◆ **YOUR GOAL**: All lines holding the string "white" should be copied from the data below.

◆ **MATERIAL FOR THIS TASK**:
▼▼▼
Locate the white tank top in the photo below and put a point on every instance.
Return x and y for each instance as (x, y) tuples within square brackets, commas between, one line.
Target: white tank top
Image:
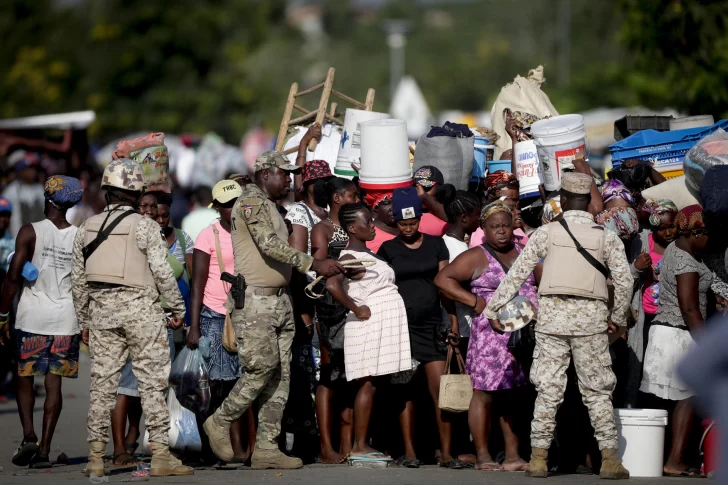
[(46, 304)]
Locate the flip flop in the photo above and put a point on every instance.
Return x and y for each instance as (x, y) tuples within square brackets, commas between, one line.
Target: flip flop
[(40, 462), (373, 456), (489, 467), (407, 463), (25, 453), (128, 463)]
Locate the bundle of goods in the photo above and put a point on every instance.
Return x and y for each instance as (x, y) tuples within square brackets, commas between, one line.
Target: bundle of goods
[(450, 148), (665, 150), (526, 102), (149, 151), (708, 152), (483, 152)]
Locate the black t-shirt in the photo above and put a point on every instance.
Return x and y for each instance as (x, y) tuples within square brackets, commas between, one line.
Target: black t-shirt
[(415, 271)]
▲▲▲
▼▼▼
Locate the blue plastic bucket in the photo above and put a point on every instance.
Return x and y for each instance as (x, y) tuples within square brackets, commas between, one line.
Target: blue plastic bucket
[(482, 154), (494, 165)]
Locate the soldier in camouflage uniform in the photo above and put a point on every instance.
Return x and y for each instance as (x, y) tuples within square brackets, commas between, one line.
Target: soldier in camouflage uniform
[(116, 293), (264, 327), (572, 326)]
▲▲▲
◆ **SOLUTION FOR THIS PROBLEM**:
Locate the white tank top in the photo below and put a point on every instance.
Target: white tank top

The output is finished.